Instructions to follow — Print out the records below with nothing altered.

Natural language region descriptions
• • • • • • •
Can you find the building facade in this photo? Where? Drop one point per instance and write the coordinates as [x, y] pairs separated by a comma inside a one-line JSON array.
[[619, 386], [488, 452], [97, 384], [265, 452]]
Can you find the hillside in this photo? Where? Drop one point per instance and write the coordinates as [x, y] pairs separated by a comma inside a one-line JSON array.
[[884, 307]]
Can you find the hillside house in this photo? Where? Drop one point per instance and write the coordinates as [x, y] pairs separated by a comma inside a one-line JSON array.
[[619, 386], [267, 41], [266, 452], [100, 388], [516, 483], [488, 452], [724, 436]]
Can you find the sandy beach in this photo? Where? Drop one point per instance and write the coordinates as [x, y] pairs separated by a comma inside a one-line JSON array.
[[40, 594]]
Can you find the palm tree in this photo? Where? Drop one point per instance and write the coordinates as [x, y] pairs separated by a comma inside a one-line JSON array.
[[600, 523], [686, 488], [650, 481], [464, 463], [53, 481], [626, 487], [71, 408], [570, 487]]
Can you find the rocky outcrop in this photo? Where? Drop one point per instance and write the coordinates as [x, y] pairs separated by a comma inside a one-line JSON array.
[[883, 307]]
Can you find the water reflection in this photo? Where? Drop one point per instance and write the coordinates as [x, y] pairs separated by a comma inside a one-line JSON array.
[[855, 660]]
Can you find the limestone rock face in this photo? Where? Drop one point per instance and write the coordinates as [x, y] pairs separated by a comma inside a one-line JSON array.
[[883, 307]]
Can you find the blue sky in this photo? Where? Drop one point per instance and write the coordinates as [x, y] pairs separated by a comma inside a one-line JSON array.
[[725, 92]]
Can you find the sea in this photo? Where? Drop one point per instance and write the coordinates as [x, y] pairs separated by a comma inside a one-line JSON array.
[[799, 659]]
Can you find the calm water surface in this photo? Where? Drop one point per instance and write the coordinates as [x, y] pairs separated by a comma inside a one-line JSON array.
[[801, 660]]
• • • • • • •
Answer box —
Can you find the building facade in this photo? Where? Drop one point per instance and write the coordinates as [x, y] pairs separated by a comma inside a one-line JSON array.
[[619, 386], [488, 452], [97, 384], [265, 452]]
Can you find the hillside in this photo? Where? Drop one point per instance and write the coordinates as [x, y] pairs separated by a comma inside a one-line JSON array.
[[884, 307]]
Can you find the hillside house in this photo? Where? Drop one point per instance and write the coordinates as [x, y] pairs separated by a comma inside a one-line JSON array.
[[619, 386], [267, 41], [266, 452], [100, 388], [516, 483], [488, 452], [724, 436]]
Can you find the sandy beach in this photo? Where? Drop one point per instance and write the coordinates as [x, y] pairs separated by a comma inside a one-line JSON array.
[[40, 594]]
Can you find the palm tree in this photo? Where? Drop one point per instance and write the coordinates as [x, y] pairs separated by a comma inside a one-line JSON array.
[[600, 523], [686, 488], [650, 481], [464, 463], [53, 481], [626, 487], [71, 408], [570, 487]]
Can you find the rocky outcrop in this photo? Where? Drop one point per instance and write the coordinates as [x, y] pairs separated by a comma inside a one-line JSON array.
[[883, 307]]
Can you find the water reflection in this photo? Where? Drop one point per instance and write the coordinates as [x, y] pairs separated by a comma inside a one-line JSON array.
[[855, 660]]
Can you find the limestone rock face in this photo? Where? Drop one point per instance and write the coordinates as [x, y] pairs separated by a comma inside a one-line JSON array.
[[883, 307]]
Can you find the blue sky in this photo? Where? Drop one point per instance and write the coordinates as [x, y] pairs separated by a comma inside a one-line JSON array.
[[725, 92]]
Can you find the sea in this photo? Where? Drop one point per instance and write the coordinates as [x, y] pairs separated by a comma inside a one-line JSON array.
[[799, 659]]
Can you find the calm water surface in this photo? Where? Drop one point per instance and write the coordinates as [x, y] pairs separated by a comma inside a one-line JSON array.
[[801, 660]]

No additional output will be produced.